◆ **Aim**:
Recast the lines below as a JSON list of strings, one string per line, leaving out blank lines. Start at the line containing "Would you be able to mark the white building" and end at the last line, including both.

◆ **Record list**:

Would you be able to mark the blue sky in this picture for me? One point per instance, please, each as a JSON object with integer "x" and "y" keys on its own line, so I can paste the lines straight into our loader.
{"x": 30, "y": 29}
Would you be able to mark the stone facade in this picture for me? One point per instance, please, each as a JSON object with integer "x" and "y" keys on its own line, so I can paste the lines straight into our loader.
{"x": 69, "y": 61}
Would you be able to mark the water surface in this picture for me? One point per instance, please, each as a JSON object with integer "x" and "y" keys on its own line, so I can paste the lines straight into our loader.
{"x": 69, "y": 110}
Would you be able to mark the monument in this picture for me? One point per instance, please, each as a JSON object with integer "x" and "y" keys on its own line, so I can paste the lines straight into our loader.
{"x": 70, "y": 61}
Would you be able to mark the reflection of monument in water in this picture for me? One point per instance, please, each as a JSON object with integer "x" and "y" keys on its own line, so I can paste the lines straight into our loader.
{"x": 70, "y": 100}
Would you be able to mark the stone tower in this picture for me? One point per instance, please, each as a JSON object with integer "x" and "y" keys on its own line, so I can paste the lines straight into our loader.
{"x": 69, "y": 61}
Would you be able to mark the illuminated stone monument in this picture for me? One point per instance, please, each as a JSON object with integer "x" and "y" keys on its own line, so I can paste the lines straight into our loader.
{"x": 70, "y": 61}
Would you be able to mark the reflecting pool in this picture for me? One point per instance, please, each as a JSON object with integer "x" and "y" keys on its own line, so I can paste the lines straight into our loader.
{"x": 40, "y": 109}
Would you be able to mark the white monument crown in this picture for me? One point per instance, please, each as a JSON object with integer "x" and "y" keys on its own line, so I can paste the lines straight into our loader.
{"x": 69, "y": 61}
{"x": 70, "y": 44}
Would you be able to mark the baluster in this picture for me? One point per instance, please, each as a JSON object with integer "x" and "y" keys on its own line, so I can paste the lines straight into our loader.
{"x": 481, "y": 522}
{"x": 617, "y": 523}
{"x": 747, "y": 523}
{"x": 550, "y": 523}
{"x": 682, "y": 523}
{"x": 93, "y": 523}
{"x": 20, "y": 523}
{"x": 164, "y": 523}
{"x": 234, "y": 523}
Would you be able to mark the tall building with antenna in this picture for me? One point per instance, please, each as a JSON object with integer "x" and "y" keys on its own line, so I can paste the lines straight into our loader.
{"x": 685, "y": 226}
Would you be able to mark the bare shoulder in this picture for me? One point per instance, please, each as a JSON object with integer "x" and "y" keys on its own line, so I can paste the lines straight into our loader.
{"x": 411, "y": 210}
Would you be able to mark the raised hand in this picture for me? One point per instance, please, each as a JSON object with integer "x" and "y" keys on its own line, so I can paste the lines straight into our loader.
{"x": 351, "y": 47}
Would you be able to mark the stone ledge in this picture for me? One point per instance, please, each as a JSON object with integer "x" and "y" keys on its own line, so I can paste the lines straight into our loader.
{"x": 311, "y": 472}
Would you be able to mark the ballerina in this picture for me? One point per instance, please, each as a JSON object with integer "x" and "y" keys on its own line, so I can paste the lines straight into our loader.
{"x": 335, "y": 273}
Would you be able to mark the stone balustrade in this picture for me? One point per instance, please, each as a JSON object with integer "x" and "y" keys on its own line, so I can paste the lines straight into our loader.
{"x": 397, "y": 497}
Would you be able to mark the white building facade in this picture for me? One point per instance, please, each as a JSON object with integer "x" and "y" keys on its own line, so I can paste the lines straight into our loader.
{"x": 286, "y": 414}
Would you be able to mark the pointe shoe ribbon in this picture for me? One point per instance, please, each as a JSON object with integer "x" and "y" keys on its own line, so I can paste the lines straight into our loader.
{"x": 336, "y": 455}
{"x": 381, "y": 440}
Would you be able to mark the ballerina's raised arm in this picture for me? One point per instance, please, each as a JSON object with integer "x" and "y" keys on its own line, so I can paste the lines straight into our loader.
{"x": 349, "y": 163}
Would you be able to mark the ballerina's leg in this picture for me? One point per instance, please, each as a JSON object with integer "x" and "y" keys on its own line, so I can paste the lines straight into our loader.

◆ **Result for this task**:
[
  "Would you be able to mark the white building facade in this picture for me? One point per instance, please, each as a JSON object with integer \"x\" and \"y\" keys on its own line, so I can paste the lines straight into our loader.",
  "{\"x\": 286, \"y\": 414}",
  "Would you be able to mark the pointe shoe ribbon in this picture for me? One point per instance, please, each as a JSON object with integer \"x\" and \"y\" keys on its own line, so I can paste the lines straight into our loader.",
  "{\"x\": 336, \"y\": 455}",
  "{\"x\": 381, \"y\": 440}",
  "Would you be able to mark the ballerina's raised arm in this picture for me? One point per instance, please, each as a JSON object with integer \"x\" and \"y\" keys on its own line, so I can paste the lines straight into our loader.",
  "{\"x\": 349, \"y\": 163}",
  "Would you be able to mark the ballerina's leg in this picture for me? One point per instance, please, each as a JSON object with integer \"x\" and \"y\" keys on its own line, so I can paste the lines straight into our loader."
]